Extracted records:
______________________________
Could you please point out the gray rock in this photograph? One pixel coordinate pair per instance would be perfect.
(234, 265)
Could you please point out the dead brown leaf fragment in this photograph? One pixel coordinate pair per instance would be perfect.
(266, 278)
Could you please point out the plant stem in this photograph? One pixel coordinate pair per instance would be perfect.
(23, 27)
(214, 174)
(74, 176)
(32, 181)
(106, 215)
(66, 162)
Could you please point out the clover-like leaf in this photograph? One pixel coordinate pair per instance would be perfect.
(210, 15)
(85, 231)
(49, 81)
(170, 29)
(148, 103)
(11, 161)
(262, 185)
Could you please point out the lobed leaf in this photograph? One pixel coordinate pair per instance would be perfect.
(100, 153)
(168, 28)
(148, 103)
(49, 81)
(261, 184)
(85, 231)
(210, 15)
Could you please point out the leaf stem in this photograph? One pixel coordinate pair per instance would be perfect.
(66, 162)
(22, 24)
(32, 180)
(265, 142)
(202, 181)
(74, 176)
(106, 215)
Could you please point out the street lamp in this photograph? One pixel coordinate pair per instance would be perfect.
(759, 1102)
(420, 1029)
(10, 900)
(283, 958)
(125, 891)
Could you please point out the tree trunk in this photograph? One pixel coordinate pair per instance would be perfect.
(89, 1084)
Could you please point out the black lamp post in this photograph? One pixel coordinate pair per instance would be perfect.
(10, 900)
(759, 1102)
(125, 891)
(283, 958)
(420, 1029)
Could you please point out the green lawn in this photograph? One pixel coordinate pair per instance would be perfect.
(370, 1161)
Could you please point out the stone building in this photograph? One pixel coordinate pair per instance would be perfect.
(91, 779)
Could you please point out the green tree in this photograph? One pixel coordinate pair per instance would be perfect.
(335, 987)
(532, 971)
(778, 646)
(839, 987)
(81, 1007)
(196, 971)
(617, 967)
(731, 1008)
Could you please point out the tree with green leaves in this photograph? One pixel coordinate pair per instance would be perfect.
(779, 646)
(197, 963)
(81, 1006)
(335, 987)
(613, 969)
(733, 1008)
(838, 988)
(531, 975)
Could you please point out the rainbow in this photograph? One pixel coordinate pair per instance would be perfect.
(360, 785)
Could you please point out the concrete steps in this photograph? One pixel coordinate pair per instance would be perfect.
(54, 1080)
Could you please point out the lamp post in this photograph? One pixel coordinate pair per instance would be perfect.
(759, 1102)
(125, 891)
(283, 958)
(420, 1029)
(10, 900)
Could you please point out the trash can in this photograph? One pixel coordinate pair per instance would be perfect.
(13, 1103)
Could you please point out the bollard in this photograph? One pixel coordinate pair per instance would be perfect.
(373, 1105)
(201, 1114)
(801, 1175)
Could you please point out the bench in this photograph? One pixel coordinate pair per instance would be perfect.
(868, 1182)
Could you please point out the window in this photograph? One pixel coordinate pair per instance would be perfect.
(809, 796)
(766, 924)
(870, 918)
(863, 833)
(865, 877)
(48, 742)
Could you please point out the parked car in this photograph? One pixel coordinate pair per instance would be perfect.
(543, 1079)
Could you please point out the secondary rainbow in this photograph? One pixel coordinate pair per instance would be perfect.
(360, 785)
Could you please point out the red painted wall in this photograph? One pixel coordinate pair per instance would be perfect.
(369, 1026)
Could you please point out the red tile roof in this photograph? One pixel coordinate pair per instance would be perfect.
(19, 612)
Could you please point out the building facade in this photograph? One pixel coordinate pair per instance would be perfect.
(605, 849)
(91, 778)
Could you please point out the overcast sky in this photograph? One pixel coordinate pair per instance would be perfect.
______________________________
Directive: Can you reproduce all of the lines above word for word, with nothing added, dropped, or altered?

Solution to the exercise:
Could you please point out the gray rock in this photograph? One pixel coordinate pair per instance would be perfect.
(234, 265)
Could you please point out the dead brown leaf fragment in this photograph? One pixel coordinate pair per instance would be perfect.
(266, 278)
Could you please point out the plant stem in this photograph? One pixel coordinate pair per instance would be perfect.
(23, 27)
(214, 174)
(74, 176)
(32, 181)
(106, 215)
(66, 162)
Could you please point out the clover-like leaf in this photograph? One pixel coordinate pair per instance would be perfect.
(210, 15)
(85, 231)
(49, 81)
(170, 29)
(148, 103)
(11, 161)
(262, 185)
Could you please point out the lobed leaf in this photograph? One pixel coordinate pair per instance would be perfect.
(100, 153)
(168, 28)
(148, 103)
(49, 81)
(261, 184)
(85, 231)
(210, 15)
Could you please point out the leaf stem in this photograph? One pixel coordinate pair per instance would be perfect.
(66, 162)
(22, 24)
(32, 180)
(265, 142)
(202, 181)
(74, 176)
(106, 215)
Could you please point out the street lamp in this photograph? One pixel coordinate pair per instance would be perfect.
(759, 1102)
(420, 1029)
(10, 900)
(283, 958)
(125, 891)
Could you please point out the tree trunk in this photograph? One pixel coordinate pair per instance would be perfect.
(89, 1084)
Could you please point out the black lamp post in this photograph? One pixel coordinate pair per instance would be perfect.
(10, 900)
(759, 1102)
(125, 891)
(283, 958)
(420, 1029)
Could you please point out the green lawn in this photograph? One pixel coordinate pair per instance would be perfect.
(370, 1161)
Could you please point out the stone building in this photograph? One pixel coordinate pair per instance would be perfect.
(91, 779)
Could you please point out the green tree in this photograph? One pixel coordinate pair per instance would be perfect.
(335, 987)
(532, 971)
(778, 646)
(839, 987)
(81, 1007)
(196, 971)
(617, 967)
(731, 1008)
Could you please point out the tree with green leaves in this photograph? One pixel coordinate pair per instance would be perfect.
(779, 646)
(197, 963)
(81, 1006)
(335, 987)
(613, 969)
(733, 1008)
(838, 988)
(531, 975)
Could you please point out the rainbow in this photograph? One pixel coordinate pair per instance would be perfect.
(360, 785)
Could you please point out the concrete steps in this photograph? One pixel coordinate pair per instance would be perfect.
(54, 1080)
Could you please point out the lamp post in this photograph? One pixel coordinate pair per instance would be perfect.
(759, 1102)
(125, 891)
(283, 958)
(420, 1029)
(10, 900)
Could you please point out the trash can in this photograph? One pixel coordinate pair per instance would be perfect.
(13, 1103)
Could you please point out the bollard in this photograph? One pixel coordinate pair per instance would be perfect.
(373, 1105)
(201, 1114)
(801, 1175)
Could you please point out the bench in this photograph? One pixel coordinate pair per instance would be perfect.
(868, 1182)
Could you please point out the window in this photograph? One pixel coordinate pair per instance would be perfect.
(809, 796)
(766, 924)
(870, 918)
(863, 833)
(865, 877)
(48, 742)
Could you please point out the parked car in this photograph? One pixel coordinate pair per instance would be perfect.
(543, 1079)
Could you please point out the secondary rainbow in this photograph? One pixel coordinate pair per instance would be perfect.
(360, 785)
Could you please point out the red painted wall in this photograph? One pixel coordinate pair per instance would be perfect.
(369, 1026)
Could you please point out the red tile roof in this photograph? One pixel coordinate pair per instance would be perfect.
(19, 612)
Could you please point out the building facade in this photograph? One pixel coordinate pair per instance would be perfect.
(605, 849)
(91, 778)
Could you please point out the overcast sky in this photograph? One pixel coordinate pair per instance would be perfect.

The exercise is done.